Provided data:
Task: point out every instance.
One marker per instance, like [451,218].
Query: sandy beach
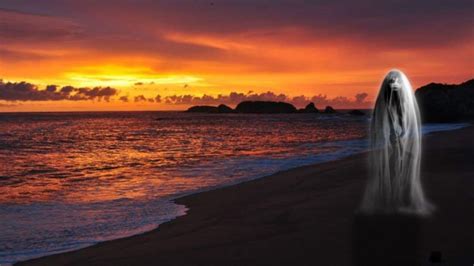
[307,216]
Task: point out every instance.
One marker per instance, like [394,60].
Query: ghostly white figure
[395,139]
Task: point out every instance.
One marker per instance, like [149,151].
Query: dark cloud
[24,91]
[234,98]
[26,26]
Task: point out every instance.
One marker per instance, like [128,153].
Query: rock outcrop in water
[329,110]
[309,109]
[223,109]
[356,112]
[258,107]
[203,109]
[264,107]
[446,102]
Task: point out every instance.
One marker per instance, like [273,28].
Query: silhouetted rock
[224,109]
[202,109]
[329,110]
[310,108]
[264,107]
[446,103]
[356,112]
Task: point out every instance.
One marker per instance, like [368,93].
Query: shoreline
[202,203]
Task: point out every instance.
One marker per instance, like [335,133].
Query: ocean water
[70,180]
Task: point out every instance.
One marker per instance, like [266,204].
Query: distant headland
[437,102]
[265,107]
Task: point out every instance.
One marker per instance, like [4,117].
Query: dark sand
[306,216]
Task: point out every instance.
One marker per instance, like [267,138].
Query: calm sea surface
[69,180]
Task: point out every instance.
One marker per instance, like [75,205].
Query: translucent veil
[395,138]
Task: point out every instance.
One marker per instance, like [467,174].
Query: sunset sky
[168,55]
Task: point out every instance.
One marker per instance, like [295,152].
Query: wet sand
[306,216]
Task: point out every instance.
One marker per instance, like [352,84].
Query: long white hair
[395,138]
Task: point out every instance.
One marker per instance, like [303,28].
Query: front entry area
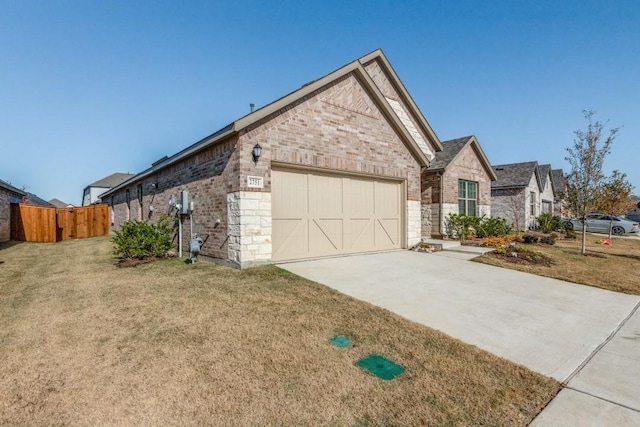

Task instructions:
Using the material above, retype each entry exactly and omit the pictures.

Finished exercise:
Task: point out every instance.
One marker per instance, like [451,218].
Query: sandy beach
[307,216]
Task: point out every instance.
One marker per instance, like [394,60].
Query: ghostly white figure
[395,139]
Task: point out every instance.
One marker per instance, like [149,151].
Query: dark cloud
[24,91]
[234,98]
[26,26]
Task: point out every instance.
One marker per instance, like [128,153].
Query: rock outcrop in water
[329,110]
[309,109]
[223,109]
[356,112]
[258,107]
[203,109]
[264,107]
[446,102]
Task: point out every instance.
One marker per instance, like [273,28].
Query: silhouetted rock
[224,109]
[202,109]
[329,110]
[310,108]
[264,107]
[446,103]
[356,112]
Task: point out every instance.
One marker per instance, like [368,93].
Query: shoreline
[202,203]
Task: point out every instance.
One marker per instance, like [335,133].
Query: ocean water
[70,180]
Task: point out every instance.
One marker per instance, like [266,204].
Query: distant headland
[437,102]
[265,107]
Task: point out every instance.
One marker per instance, like [4,117].
Query: dark sand
[306,216]
Task: point out every instance.
One marker per instance, like [267,138].
Query: calm sea surface
[69,180]
Task: point out every instance.
One marker per instance, like [75,205].
Query: translucent veil
[395,138]
Task: point out every instance.
One marker per instance, like [467,174].
Query: sunset sky
[168,55]
Task: point out every instance.
One marker per instance, like [295,152].
Query: wet sand
[306,216]
Task: point out every instance.
One marker per instance, like [352,84].
Query: long white hair
[395,138]
Task: point out every instance.
One marker per instance, like [303,28].
Query: front entry area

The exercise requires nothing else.